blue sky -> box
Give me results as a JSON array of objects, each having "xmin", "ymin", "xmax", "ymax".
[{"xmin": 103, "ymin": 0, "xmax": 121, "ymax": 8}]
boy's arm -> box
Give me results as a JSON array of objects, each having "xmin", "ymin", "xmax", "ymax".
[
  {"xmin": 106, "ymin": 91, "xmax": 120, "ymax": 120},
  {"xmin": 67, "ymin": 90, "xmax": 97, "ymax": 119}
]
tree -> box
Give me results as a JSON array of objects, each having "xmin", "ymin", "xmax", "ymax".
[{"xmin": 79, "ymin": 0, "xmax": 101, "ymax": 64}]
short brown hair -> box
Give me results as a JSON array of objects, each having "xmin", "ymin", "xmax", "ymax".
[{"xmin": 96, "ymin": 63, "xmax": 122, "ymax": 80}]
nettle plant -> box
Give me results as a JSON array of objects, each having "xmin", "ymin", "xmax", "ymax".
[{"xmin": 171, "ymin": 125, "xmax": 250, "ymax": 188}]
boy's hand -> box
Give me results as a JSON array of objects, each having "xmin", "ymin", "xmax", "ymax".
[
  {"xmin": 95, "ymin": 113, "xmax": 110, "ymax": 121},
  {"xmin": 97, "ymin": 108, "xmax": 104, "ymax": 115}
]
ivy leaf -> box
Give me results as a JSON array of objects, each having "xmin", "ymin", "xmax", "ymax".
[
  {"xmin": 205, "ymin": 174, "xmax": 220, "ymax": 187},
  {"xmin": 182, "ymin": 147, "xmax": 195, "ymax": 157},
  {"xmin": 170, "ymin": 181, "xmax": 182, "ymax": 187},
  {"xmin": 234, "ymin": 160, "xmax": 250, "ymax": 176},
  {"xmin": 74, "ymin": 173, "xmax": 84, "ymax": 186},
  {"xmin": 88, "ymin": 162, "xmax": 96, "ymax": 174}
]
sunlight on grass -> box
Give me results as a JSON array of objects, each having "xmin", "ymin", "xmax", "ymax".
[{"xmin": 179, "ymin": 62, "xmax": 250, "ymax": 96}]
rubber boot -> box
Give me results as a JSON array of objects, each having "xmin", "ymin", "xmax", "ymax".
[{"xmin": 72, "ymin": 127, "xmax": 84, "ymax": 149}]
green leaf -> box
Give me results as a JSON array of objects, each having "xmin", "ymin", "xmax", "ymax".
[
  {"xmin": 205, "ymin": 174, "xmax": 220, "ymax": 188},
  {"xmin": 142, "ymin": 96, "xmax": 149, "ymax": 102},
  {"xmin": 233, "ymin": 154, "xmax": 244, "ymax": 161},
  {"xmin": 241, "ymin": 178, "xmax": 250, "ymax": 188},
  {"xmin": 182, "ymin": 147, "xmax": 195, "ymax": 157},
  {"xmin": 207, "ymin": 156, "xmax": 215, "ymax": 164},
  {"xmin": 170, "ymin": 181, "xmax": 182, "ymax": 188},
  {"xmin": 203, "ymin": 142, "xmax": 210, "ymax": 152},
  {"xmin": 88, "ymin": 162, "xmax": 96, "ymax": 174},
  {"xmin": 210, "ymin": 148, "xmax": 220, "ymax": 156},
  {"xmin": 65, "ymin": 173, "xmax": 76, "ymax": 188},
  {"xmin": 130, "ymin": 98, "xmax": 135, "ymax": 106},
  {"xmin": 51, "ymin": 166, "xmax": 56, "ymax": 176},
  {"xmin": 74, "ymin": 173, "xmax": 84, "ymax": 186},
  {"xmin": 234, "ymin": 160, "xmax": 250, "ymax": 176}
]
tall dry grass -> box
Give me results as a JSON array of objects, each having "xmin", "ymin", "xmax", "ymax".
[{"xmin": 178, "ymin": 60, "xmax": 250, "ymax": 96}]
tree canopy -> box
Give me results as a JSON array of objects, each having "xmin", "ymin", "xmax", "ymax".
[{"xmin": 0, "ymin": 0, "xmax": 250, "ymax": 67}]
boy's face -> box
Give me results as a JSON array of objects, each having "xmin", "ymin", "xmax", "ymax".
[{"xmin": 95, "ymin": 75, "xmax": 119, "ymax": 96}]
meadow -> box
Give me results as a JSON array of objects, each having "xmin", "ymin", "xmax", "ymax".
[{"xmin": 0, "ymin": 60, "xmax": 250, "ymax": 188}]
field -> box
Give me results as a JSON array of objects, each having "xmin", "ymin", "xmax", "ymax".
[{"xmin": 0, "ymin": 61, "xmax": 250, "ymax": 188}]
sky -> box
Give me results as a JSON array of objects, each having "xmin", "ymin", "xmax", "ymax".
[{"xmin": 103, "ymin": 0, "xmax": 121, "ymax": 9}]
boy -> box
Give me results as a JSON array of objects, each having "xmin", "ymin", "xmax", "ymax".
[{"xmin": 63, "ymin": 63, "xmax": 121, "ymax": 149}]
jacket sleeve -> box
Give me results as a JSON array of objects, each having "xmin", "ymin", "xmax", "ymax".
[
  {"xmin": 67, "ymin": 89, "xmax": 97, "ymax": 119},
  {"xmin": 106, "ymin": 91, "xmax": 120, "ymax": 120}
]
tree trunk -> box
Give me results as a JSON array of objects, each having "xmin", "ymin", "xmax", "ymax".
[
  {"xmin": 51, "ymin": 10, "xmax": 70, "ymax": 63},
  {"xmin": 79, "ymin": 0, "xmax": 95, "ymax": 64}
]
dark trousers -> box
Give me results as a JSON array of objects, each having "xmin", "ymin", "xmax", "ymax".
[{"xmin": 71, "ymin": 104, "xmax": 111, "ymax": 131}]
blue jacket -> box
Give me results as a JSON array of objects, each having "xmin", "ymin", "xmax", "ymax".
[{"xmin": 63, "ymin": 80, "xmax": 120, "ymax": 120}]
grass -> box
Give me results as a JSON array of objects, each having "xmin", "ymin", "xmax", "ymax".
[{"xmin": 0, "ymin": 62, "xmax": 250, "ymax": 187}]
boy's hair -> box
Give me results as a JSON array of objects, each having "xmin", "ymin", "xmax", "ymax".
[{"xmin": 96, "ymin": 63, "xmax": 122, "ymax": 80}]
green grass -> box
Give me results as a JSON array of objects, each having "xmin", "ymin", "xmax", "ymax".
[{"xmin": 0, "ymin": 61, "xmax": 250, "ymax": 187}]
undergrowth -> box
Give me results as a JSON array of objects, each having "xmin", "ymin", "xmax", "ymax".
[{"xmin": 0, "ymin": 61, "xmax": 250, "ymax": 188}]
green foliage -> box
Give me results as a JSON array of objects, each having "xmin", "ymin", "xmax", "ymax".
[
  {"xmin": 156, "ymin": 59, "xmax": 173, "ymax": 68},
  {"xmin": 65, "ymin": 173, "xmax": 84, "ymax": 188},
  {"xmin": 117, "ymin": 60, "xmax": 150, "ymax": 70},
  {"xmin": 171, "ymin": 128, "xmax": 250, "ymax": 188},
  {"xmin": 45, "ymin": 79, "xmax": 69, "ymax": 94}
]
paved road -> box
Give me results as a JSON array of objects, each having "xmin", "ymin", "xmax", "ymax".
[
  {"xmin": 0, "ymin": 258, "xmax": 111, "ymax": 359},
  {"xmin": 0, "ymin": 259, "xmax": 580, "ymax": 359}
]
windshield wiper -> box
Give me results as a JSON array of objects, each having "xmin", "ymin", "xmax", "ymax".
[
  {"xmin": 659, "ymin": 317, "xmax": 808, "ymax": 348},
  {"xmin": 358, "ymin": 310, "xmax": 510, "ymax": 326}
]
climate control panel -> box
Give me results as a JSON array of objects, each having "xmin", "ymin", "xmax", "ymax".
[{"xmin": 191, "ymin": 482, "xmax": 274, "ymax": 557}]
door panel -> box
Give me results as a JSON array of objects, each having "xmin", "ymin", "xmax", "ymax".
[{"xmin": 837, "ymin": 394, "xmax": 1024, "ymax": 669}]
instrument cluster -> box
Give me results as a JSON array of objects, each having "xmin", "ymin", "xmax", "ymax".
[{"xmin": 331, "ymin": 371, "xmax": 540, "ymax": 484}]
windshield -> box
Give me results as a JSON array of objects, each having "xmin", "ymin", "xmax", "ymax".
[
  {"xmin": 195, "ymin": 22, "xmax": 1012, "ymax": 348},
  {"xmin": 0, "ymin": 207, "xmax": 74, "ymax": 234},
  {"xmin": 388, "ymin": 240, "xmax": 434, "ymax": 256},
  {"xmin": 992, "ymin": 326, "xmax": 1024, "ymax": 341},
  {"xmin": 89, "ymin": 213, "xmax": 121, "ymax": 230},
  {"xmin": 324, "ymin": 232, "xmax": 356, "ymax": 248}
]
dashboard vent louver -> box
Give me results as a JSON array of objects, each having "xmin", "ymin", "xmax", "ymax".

§ Instruction
Could you give again exactly the lines from the line containing "green foliage -> box" through the final line of the data above, and no others?

§ Task solution
green foliage -> box
Give me results as a JSON array of objects, each having "xmin", "ymin", "xmax", "ymax".
[
  {"xmin": 156, "ymin": 59, "xmax": 173, "ymax": 68},
  {"xmin": 65, "ymin": 173, "xmax": 84, "ymax": 188},
  {"xmin": 117, "ymin": 60, "xmax": 150, "ymax": 70},
  {"xmin": 171, "ymin": 128, "xmax": 250, "ymax": 188},
  {"xmin": 45, "ymin": 79, "xmax": 69, "ymax": 94}
]
paved road -> box
Give me results as a JSON array of objects, each having "xmin", "ymin", "xmax", "ymax".
[
  {"xmin": 0, "ymin": 258, "xmax": 111, "ymax": 359},
  {"xmin": 0, "ymin": 259, "xmax": 580, "ymax": 359}
]
windshield wiper -> box
Give me results as a JSON array of objects, each having "xmin", "ymin", "xmax", "ymax".
[
  {"xmin": 659, "ymin": 317, "xmax": 808, "ymax": 348},
  {"xmin": 358, "ymin": 310, "xmax": 510, "ymax": 326}
]
climate control panel -> box
Give me results as a JSON array of objects, each having "xmin", "ymin", "xmax", "ymax".
[{"xmin": 191, "ymin": 482, "xmax": 274, "ymax": 557}]
door panel -> box
Give me results as a JSON array of objects, each having "xmin", "ymin", "xmax", "ymax".
[{"xmin": 837, "ymin": 394, "xmax": 1024, "ymax": 669}]
instrument cluster -> box
Give me results as a JSON array of objects, each having "xmin", "ymin", "xmax", "ymax".
[{"xmin": 331, "ymin": 371, "xmax": 540, "ymax": 484}]
windshield -> box
Give me results as a JSON array of objects, each having "xmin", "ymin", "xmax", "ymax".
[
  {"xmin": 195, "ymin": 22, "xmax": 1012, "ymax": 348},
  {"xmin": 0, "ymin": 207, "xmax": 74, "ymax": 234},
  {"xmin": 388, "ymin": 240, "xmax": 434, "ymax": 256},
  {"xmin": 992, "ymin": 326, "xmax": 1024, "ymax": 341},
  {"xmin": 89, "ymin": 213, "xmax": 121, "ymax": 230},
  {"xmin": 324, "ymin": 232, "xmax": 356, "ymax": 248}
]
dashboard vent louver -> box
Give me results as a JSON array of objects, each having "xmin", "ymin", "xmax", "ymax".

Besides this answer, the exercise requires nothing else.